◆ TEXTO ◆
•••••

En el caso de las ciencias exactas, bilógicas, médicas, técnicas, etcétera, este método es más o menos claro: la experimentación, el registro, la estadística, la comparación… y esto llega a aplicarse —y hasta con preferencia— incluso en las ciencias sociales: la cuantificación, clasificación y predicción se vuelven las exigencias de sus disciplinas.

No se trata de que —como, sin embargo, muchos pretenden— el conocimiento que en las universidades se produce deba tener como fin una función práctica, pero sí de que éste conocimiento sea destacable y veraz, y que lleve a alcanzar una verdad, a aclarar una inquietud, aunque ésta resolución no equivalga a rentabilidad monetaria.

Y, ¿qué pasa con las humanidades? ¿Pueden acaso, estando insertas en el ámbito universitario, alejarse de la cuantificación del saber que en sus facultades y sus institutos se produce? La respuesta es esclarecedoramente indubitable: no pueden. La investigación en la universidad —como la educación— no puede limitar a nadie por su falta de perspicacia veritativa, por su falta de preocupación por la realidad que es él mismo, ni porque le importe poco si una vida sin examen merece ser vivida.

•••••

◆ REGISTROS PROPORCIONADOS ◆
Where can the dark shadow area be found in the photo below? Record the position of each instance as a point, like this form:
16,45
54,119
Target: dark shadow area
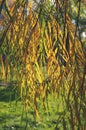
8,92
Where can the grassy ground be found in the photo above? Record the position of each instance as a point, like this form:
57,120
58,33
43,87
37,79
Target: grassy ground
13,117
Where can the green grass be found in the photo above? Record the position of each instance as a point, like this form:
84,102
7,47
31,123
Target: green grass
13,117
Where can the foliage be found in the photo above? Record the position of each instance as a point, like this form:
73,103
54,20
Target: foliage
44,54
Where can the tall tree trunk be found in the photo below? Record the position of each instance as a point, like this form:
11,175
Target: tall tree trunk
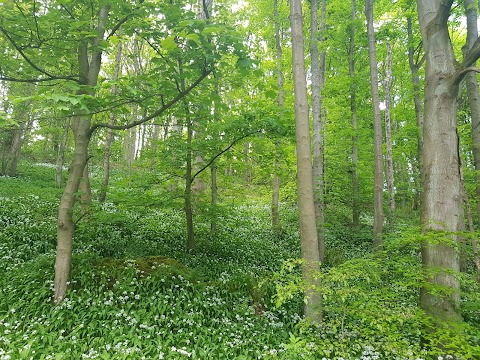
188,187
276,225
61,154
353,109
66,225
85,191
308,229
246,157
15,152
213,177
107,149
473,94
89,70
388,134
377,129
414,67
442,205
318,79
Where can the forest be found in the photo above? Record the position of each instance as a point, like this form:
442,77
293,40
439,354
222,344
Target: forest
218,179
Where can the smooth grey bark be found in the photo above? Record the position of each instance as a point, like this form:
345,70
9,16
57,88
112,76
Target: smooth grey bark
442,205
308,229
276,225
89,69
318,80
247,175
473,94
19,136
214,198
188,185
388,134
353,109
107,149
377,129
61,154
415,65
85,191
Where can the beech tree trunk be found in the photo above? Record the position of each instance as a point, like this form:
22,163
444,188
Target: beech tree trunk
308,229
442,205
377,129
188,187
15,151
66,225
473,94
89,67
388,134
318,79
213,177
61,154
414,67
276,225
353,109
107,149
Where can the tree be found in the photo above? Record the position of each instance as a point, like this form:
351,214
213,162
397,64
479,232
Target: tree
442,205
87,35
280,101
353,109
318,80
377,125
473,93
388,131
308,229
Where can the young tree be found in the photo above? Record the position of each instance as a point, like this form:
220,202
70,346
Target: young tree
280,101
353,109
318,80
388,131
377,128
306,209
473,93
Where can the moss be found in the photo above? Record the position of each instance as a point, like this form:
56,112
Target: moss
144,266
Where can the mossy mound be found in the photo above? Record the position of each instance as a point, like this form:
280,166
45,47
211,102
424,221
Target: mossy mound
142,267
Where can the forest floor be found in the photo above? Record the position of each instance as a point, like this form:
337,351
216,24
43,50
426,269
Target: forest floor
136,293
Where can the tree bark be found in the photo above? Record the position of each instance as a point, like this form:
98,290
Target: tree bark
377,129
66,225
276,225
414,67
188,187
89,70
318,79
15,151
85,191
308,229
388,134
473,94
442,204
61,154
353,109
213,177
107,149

•••••

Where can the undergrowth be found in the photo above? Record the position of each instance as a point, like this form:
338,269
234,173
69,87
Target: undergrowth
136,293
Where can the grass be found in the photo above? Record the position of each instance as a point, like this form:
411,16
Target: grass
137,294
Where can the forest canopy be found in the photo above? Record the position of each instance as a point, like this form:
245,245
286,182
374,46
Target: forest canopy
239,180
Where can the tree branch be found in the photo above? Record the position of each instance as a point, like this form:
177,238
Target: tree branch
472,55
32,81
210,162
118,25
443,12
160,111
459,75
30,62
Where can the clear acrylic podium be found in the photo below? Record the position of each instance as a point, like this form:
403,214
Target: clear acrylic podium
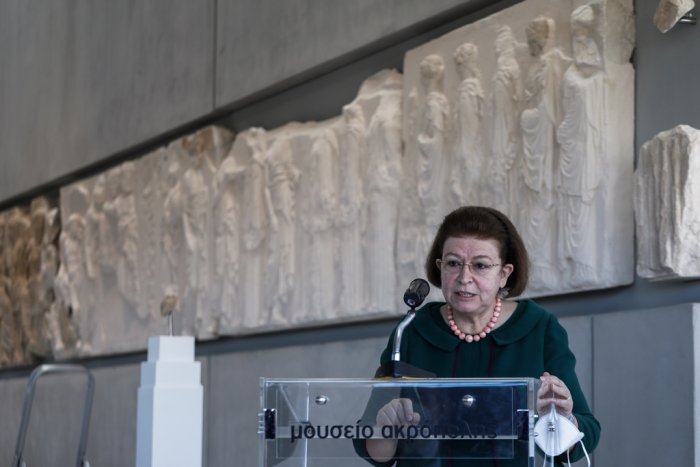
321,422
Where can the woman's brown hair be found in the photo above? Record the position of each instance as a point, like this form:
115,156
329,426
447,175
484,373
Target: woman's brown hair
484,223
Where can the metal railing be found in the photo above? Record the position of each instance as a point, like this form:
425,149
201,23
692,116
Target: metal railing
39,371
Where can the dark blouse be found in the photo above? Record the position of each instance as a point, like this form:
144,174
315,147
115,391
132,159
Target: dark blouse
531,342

•••••

◆ EJERCICIOS ◆
1/ Según el texto sobre el conocimiento en la universidad, ¿qué exigencias se vuelven propias de las disciplinas de las ciencias sociales?
2/ Escriba una continuación del texto sobre el conocimiento en la universidad que comience después de su última oración.
Para resolver lo que aquí se pide no se necesitan los registros.

◆ SUS RESPUESTAS ◆
1/ La cuantificación, la clasificación y la predicción.

2/
Y, sin embargo, algún conocimiento hay que producir: el mismo conocimiento historiográfico-exegético que luego se enseña en las aulas. Es necesario que exista un procedimiento característico por el que se pueda dar por filosófico-académico un ensayo o un discurso: es necesario que haya una técnica filosófica que cualifique un estudio técnico y que juzgue su pertinencia y su validez; una técnica que, como todas, consiste en la aplicación certera de unas reglas medianamente establecidas, y esto ha de hacerse con un rigor que debe respetarse como el principio mismo que funda la posibilidad del conocimiento que se busca. De tal manera que se escriben artículos, tesis y libros completos que se intitulan como La definición del tiempo en la estética trascendental de la Crítica de la razón pura y la posibilidad de la aritmética como ciencia o El motor inmóvil aristotélico y su relación con la idea del Bien platónica estudiada en los escritos de Werner Jeager1. La misma convocatoria para este coloquio pide “incluir bibliografía y aparato crítico” como característica de cualquier ponencia que se envíe a consideración. Además, desde luego, de que es gran factor de prestigio académico —y, de manera relevante, de la posibilidad de obtención de estímulos y becas— la cantidad de artículos publicados o de capítulos en libros, etcétera. Se exige una formación constante y se exige probar que se la tiene para tener derecho a la palabra. Se exige, pues, a aquél que tenga interés en filosofar profesionalmente que lea mucho y que escriba mucho; de esta manera, uno puede pensar que los ámbitos propios de la filosofía son la lectura y la escritura… Pero esto no es así.


  1. Estos títulos son ficticios y se escriben con el único fin de ilustrar una tendencia y una manera en la que se entiende la filosofía.